• _Given entries_:
·····

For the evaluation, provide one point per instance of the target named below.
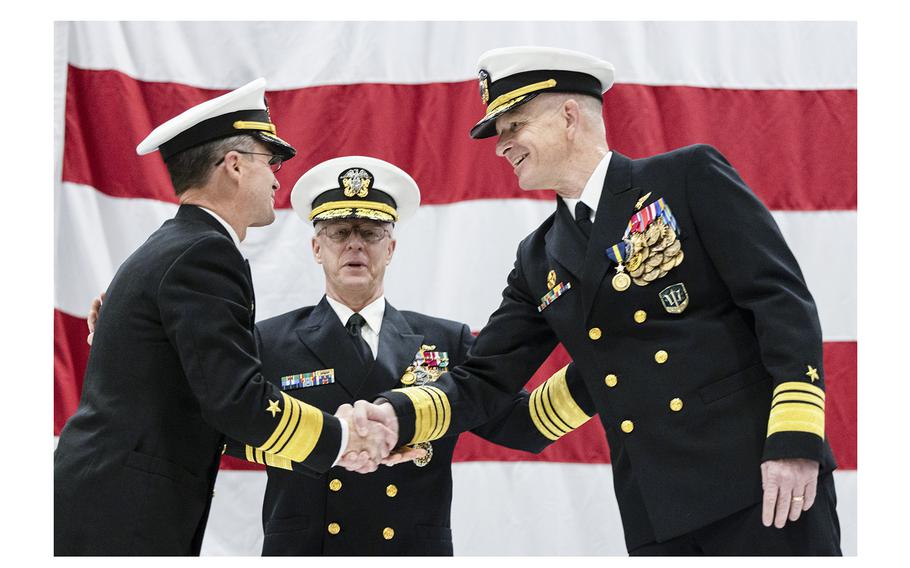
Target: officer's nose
(502, 146)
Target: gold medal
(621, 282)
(635, 261)
(655, 260)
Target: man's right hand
(369, 439)
(93, 317)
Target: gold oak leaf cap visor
(355, 187)
(242, 111)
(511, 76)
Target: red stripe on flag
(585, 445)
(70, 358)
(797, 149)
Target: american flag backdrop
(778, 99)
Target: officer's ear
(317, 247)
(571, 114)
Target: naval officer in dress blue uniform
(174, 364)
(685, 313)
(352, 345)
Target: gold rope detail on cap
(354, 204)
(251, 125)
(503, 99)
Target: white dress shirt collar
(590, 195)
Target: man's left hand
(789, 489)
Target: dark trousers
(816, 533)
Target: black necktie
(583, 218)
(354, 326)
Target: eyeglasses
(341, 233)
(275, 160)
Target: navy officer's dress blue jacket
(400, 510)
(705, 367)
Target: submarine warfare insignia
(427, 366)
(674, 298)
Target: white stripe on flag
(451, 261)
(738, 55)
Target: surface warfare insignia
(674, 298)
(650, 246)
(427, 366)
(355, 181)
(556, 290)
(484, 80)
(303, 380)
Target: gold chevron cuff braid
(797, 407)
(297, 432)
(553, 410)
(432, 412)
(260, 457)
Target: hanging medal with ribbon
(618, 253)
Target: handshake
(372, 436)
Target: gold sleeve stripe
(553, 410)
(297, 432)
(258, 456)
(797, 417)
(432, 412)
(278, 461)
(537, 415)
(800, 387)
(793, 396)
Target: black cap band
(213, 129)
(566, 82)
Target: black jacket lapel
(324, 335)
(565, 242)
(617, 202)
(397, 346)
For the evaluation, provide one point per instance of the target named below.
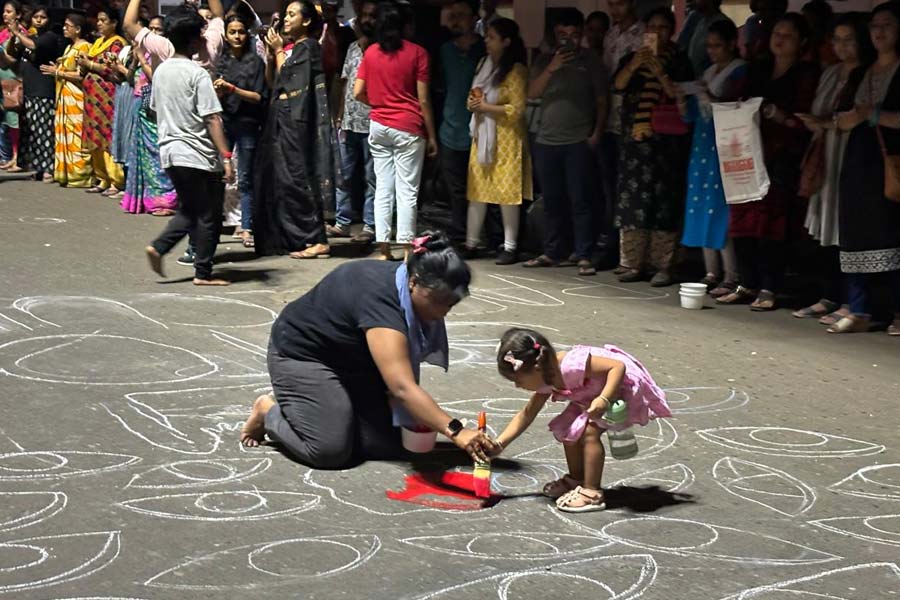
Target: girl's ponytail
(523, 350)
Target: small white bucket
(418, 441)
(694, 287)
(692, 300)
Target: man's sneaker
(337, 230)
(505, 257)
(186, 259)
(366, 236)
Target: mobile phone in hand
(650, 41)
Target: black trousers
(201, 195)
(455, 172)
(761, 263)
(605, 206)
(566, 175)
(328, 420)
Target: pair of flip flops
(571, 497)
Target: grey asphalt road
(121, 475)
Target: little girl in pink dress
(589, 379)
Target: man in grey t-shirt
(191, 143)
(572, 84)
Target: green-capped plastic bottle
(622, 443)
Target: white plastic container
(692, 295)
(418, 441)
(694, 287)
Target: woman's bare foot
(384, 252)
(214, 282)
(155, 259)
(254, 430)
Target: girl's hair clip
(511, 359)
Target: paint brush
(481, 476)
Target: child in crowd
(589, 379)
(192, 146)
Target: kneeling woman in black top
(337, 352)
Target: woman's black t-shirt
(248, 73)
(328, 324)
(48, 46)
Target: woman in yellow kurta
(99, 97)
(72, 165)
(499, 164)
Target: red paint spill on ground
(448, 491)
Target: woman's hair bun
(437, 241)
(436, 264)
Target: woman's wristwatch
(453, 428)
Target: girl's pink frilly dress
(644, 398)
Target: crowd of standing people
(610, 123)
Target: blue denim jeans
(355, 153)
(243, 139)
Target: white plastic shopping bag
(739, 143)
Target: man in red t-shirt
(393, 79)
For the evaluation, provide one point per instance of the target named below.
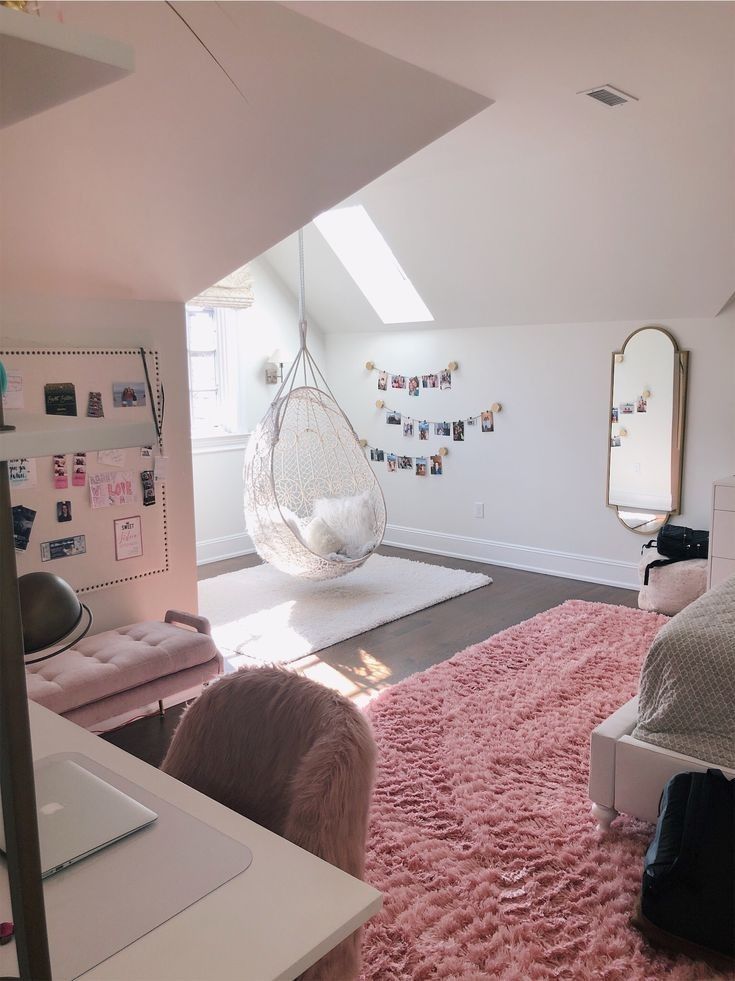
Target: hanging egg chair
(313, 506)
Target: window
(213, 396)
(358, 244)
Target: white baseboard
(567, 565)
(226, 547)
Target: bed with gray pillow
(686, 701)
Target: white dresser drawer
(722, 569)
(722, 541)
(724, 497)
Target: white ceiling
(551, 207)
(162, 183)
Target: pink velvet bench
(120, 670)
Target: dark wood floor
(364, 664)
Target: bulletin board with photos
(96, 519)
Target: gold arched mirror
(646, 431)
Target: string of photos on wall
(85, 512)
(413, 426)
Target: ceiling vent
(608, 95)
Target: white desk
(272, 921)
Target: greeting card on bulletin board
(90, 498)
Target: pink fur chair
(293, 756)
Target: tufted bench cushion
(118, 670)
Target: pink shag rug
(481, 837)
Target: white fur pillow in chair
(351, 519)
(320, 537)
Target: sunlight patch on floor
(360, 683)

·····

• _Task requirements_:
Extract every line of the data above verbatim, in its original order, and leave the pictures out.

• _Task answer_:
For the evaluation, provide one point per instance of the target named below.
Target: officer's nose
(502, 146)
Target: gold medal
(621, 282)
(635, 261)
(655, 260)
Target: man's right hand
(369, 439)
(93, 317)
Target: gold oak leaf cap visor
(355, 187)
(242, 111)
(511, 76)
Target: red stripe on flag
(585, 445)
(70, 358)
(797, 149)
Target: american flag backdrop
(778, 99)
Target: officer's ear
(317, 247)
(571, 114)
Target: naval officer in dress blue uniform
(174, 364)
(685, 313)
(352, 345)
Target: gold rope detail on cap
(354, 204)
(251, 125)
(503, 99)
Target: white dress shirt collar
(590, 195)
Target: man's left hand
(789, 489)
Target: dark trousers
(816, 533)
Target: black necktie
(583, 218)
(354, 326)
Target: eyeglasses
(341, 233)
(275, 160)
Target: navy officer's dress blue jacket
(400, 510)
(705, 367)
Target: submarine warfare insignia
(427, 366)
(674, 298)
Target: white stripe on flag
(451, 261)
(738, 55)
Target: surface warfare insignia
(674, 298)
(650, 246)
(427, 366)
(355, 181)
(556, 290)
(484, 80)
(303, 380)
Target: gold chevron cuff braid
(797, 407)
(297, 432)
(553, 410)
(432, 412)
(260, 457)
Target: hanging medal with ribbon
(618, 253)
Target: handshake
(372, 436)
Target: gold sleeve stripe
(553, 410)
(297, 432)
(258, 456)
(797, 417)
(432, 412)
(278, 461)
(537, 415)
(800, 387)
(793, 396)
Target: black cap band
(213, 129)
(566, 82)
Target: black jacket lapel
(324, 335)
(565, 242)
(617, 202)
(397, 346)
For the evaluation, provide one point per instance of the target named below.
Target: girl's ponytail
(523, 350)
Target: small white bucket
(418, 441)
(694, 287)
(692, 300)
Target: man's sneaker
(337, 230)
(505, 257)
(186, 259)
(366, 236)
Target: mobile phone in hand
(650, 41)
Target: black trousers
(201, 195)
(455, 172)
(761, 263)
(605, 206)
(566, 175)
(328, 420)
Target: pair of flip flops
(571, 497)
Target: grey asphalt road
(121, 475)
Target: little girl in pink dress
(589, 379)
Target: man in grey t-shirt
(191, 143)
(572, 84)
Target: green-capped plastic bottle
(622, 443)
Target: white plastic container
(692, 295)
(418, 441)
(694, 287)
Target: woman's bare foot
(384, 252)
(214, 282)
(155, 259)
(254, 430)
Target: girl's hair clip
(511, 359)
Target: paint brush
(481, 476)
Target: child in crowd
(589, 379)
(192, 146)
Target: kneeling woman in black top
(337, 352)
Target: woman's black t-shirt
(248, 73)
(328, 324)
(48, 46)
Target: woman in yellow kurta
(99, 97)
(72, 165)
(499, 164)
Target: red paint spill on ground
(448, 491)
Target: woman's hair bun
(437, 241)
(436, 264)
Target: woman's wristwatch
(453, 428)
Target: girl's pink frilly dress
(644, 398)
Target: crowd of standing people
(610, 123)
Target: blue denim jeans
(355, 153)
(243, 139)
Target: white plastic shopping bag
(739, 143)
Target: man in red t-shirt
(393, 79)
For the evaluation, provide one point per instance of the target named below.
Target: hanging egg chair
(313, 506)
Target: window
(213, 396)
(358, 244)
Target: white baseboard
(567, 565)
(226, 547)
Target: bed with gray pillow
(686, 701)
Target: white dresser drawer
(722, 569)
(722, 541)
(724, 497)
Target: white ceiling
(551, 207)
(162, 183)
Target: pink velvet bench
(120, 670)
Target: dark wood floor
(364, 664)
Target: bulletin board with photos
(96, 519)
Target: gold arched mirror
(646, 431)
Target: string of photos on wall
(85, 512)
(413, 426)
Target: ceiling vent
(608, 95)
Target: white desk
(272, 921)
Target: greeting card on bulletin board
(90, 498)
Target: pink fur chair
(293, 756)
Target: tufted bench cushion
(118, 670)
Target: pink shag rug
(481, 837)
Target: white fur pillow in chair
(351, 519)
(320, 537)
Target: sunlight patch on floor
(360, 683)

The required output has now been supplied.